Saved entries

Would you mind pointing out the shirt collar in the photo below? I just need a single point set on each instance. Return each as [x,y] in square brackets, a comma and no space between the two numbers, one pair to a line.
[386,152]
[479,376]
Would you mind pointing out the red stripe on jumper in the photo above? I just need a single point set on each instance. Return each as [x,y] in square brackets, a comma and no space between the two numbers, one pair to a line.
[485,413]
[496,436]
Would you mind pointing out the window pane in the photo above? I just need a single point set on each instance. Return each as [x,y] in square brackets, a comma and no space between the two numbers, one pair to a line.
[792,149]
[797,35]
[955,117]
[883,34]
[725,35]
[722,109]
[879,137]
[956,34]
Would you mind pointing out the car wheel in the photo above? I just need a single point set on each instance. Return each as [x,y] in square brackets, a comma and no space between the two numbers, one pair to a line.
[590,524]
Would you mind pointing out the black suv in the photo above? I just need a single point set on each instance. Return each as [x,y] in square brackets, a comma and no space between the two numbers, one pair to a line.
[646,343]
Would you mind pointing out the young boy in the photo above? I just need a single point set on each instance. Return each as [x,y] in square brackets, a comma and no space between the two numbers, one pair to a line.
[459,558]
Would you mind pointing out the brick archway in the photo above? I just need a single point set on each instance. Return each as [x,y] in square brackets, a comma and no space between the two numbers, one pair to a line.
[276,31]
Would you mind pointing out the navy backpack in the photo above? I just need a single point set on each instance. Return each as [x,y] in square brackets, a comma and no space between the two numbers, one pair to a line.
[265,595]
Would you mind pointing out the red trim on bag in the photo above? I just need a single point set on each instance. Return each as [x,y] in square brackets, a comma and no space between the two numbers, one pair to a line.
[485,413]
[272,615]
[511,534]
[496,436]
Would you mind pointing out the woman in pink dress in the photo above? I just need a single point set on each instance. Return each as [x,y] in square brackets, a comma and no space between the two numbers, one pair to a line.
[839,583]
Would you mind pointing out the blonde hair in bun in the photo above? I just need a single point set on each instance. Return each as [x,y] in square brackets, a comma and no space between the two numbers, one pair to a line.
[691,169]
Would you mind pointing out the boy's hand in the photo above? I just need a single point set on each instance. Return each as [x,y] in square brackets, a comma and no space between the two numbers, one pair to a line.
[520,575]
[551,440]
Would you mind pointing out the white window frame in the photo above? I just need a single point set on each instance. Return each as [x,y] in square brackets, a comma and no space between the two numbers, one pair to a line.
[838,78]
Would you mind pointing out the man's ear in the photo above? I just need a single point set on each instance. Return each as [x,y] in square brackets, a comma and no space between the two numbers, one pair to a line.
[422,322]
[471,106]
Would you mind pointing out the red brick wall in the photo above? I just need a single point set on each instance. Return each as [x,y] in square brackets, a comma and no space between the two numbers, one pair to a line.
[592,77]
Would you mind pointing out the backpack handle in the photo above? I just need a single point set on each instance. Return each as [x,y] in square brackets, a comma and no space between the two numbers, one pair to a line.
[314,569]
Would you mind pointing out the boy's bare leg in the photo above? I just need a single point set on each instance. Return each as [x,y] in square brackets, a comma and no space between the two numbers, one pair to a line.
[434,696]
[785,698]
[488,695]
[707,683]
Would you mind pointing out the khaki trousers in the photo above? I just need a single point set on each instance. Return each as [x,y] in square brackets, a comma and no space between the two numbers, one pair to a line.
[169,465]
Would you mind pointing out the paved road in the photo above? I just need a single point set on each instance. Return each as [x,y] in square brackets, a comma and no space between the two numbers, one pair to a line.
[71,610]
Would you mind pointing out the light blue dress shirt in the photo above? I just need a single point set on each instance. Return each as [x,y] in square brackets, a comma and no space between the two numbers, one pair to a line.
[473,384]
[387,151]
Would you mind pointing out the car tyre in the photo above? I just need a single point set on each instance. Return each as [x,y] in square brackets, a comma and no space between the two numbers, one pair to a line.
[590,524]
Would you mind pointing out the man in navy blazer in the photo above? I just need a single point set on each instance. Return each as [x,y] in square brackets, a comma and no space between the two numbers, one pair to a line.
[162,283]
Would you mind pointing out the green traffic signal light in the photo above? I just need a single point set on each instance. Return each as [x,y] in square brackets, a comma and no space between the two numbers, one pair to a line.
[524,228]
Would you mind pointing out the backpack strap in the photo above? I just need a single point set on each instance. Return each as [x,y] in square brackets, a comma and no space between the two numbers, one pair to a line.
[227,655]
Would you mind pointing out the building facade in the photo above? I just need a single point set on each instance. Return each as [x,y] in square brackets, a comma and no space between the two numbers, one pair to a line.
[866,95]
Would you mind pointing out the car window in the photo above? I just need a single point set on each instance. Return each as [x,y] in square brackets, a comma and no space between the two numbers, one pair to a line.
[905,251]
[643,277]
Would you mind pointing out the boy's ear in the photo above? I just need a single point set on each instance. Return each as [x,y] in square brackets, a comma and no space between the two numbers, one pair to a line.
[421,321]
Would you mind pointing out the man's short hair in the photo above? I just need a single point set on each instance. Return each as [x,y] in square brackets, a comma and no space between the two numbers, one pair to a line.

• _Instructions for the task_
Write out the entire listing exactly.

• _Written answer_
Would you mind pointing out the shirt collar in the photo below? I just need a single point set on each instance. Return each as [x,y] in square brackets, a comma and no space between the two numbers, one pair to a line.
[386,152]
[479,376]
Would you mind pointing out the red stripe on jumper in the photo above? I just need a single point set on each instance. Return each as [x,y] in square brackets, a comma and no space between the two numbers, one pair to a line.
[485,413]
[496,436]
Would you mind pointing out the window pane in the photo above? I just need a single point set on each instance. Return each as [x,y] in square brackets, a comma and no space between the two numbers, one pair to a line.
[792,149]
[797,35]
[955,117]
[883,34]
[725,35]
[722,109]
[879,137]
[956,34]
Would you mind pointing out the car wheel in the photo above? I just need a single point set on each instance. Return each as [x,y] in square brackets, a comma and no space between the two numbers, one pair to a line.
[590,524]
Would you mind pointing out the black suv in the photo above? I just need a single point set on each instance. Return each as [x,y] in square brackets, a comma and no space between the two numbers, one pair to a line.
[646,343]
Would you mind pointing out the young boy in the photo above? I just need a single point set on each instance. Return each as [x,y] in square brackets, a comma and no space between the two numbers, one pair to a line.
[459,558]
Would you mind pointing out the brick archway in the photo above? I just need a single point set on each instance. Return each as [x,y] in square brackets, a comma and no space between the two numbers, one pair to a line.
[276,31]
Would you mind pointing out the navy backpack in the photo above? I just need a single point set on each instance. Return each as [x,y] in square brackets, a comma and no space between the two numbers, one pair to a line.
[265,595]
Would you mind pointing out the red trim on bag in the photo above? I just need a single point set on each instance. Return each as [x,y] in square brackets, a comma and no space between the two numbers, one pair to a line.
[485,413]
[272,615]
[511,534]
[496,436]
Would you mind pointing out the woman in pink dress in the photo above? I just need a single point set on each instance. Return each as [x,y] in square brackets, a comma and no space between the two numbers, one pair to a line.
[839,583]
Would you mind pointing out the blonde hair in bun in the photo above? I just need a single point set on each instance. Return each as [x,y] in square brackets, a comma and no space between the two numbers, one pair to a line.
[691,169]
Would you mind pointing out the boy's hand in the photo above? I just need a single point set on each instance. Return each as [x,y] in square brackets, a comma and no space between the two numbers, one pair to a line.
[520,575]
[551,440]
Would you mind pointing out the white window frame in the photo above? I just need a single point set on each instance. Return each as [x,y] in square brackets, a comma and no space between the two numbers, one pair to a line.
[838,78]
Would you mind pointing out the man's ear in the photo above? I just need a single point set on each instance. Return each as [x,y] in square brackets, a comma and no space between the two numbers, one pair to a line.
[422,322]
[471,106]
Would you mind pointing out the red brick wall in the photo above? I just need a single point set on each instance. Return each as [x,y] in square brackets, a comma and no space between the two numbers, one pair to a line.
[592,77]
Would you mind pointing out the backpack handle in the photo above? I just need a single point set on each instance. Return each as [x,y] in square brackets, a comma and no space between the two numbers, one pair to a line.
[314,569]
Would you mind pointing out the boy's bare leg in the photo above? I just need a single point set on each instance. Return each as [x,y] in square brackets, a comma and no space between the two numbers, one pair to a line.
[434,696]
[785,698]
[488,695]
[707,683]
Would you mind pointing out the khaki trousers in the photo above? I just need a single point set on each instance. Return each as [x,y] in square brackets, a comma and no space between the two numbers, one pair to a line.
[169,465]
Would you mind pointing out the paved road in the photo above? I just need a single point set on each instance. Return each as [x,y] in square brackets, a comma and no space between the two numbers, one pair to a line.
[71,610]
Would you mind pointing out the light blue dress shirt in the photo above? I just need a single point set on each instance. Return each as [x,y] in square brackets, a comma and no space between the two numbers, one pair to a line.
[473,384]
[387,151]
Would you mind pointing out the car tyre in the photo above? I just need a single point set on each instance. Return each as [x,y] in square brackets, a comma and no space between the two numbers, one pair to a line.
[590,524]
Would you mind pointing out the man in navy blazer in the photo above? I just need a single point set on each instance. Return each as [x,y] in square brackets, a comma and no space between the two numbers, one pair to a line.
[162,283]
Would you mind pointing out the green traffic signal light in the photo above? I just need a single point set on each instance. Return each as [x,y] in square brackets, a comma and no space between the two numbers, one pair to a line.
[524,228]
Would you mind pointing out the backpack strap in the photo above? I just need a single point set on each instance. Return each as [x,y] in square brackets, a comma and no space between the two numbers, one pair to a line.
[227,655]
Would you mind pointing out the building facade in the photo above? I just need a single point set on each instance. Return each as [x,y] in square brackets, a comma and no space between the two numbers, one pair to a line.
[866,95]
Would you mind pointing out the car window in the photo above? I just need a single point set on each instance. Return each as [x,y] in square brackets, a comma and no space between the two numbers, one pair to a line.
[905,251]
[643,277]
Would you mind pointing out the boy's ear in the photo above? I just need a single point set on each instance. Return each as [x,y] in square brackets, a comma and no space between the two numbers, one pair to a line.
[421,321]
Would you mind pointing out the man's short hair in the photo above? I just need a single point set on each instance. Return each as [x,y] in square brackets, a comma and no space between the two numbers, one pair to a line.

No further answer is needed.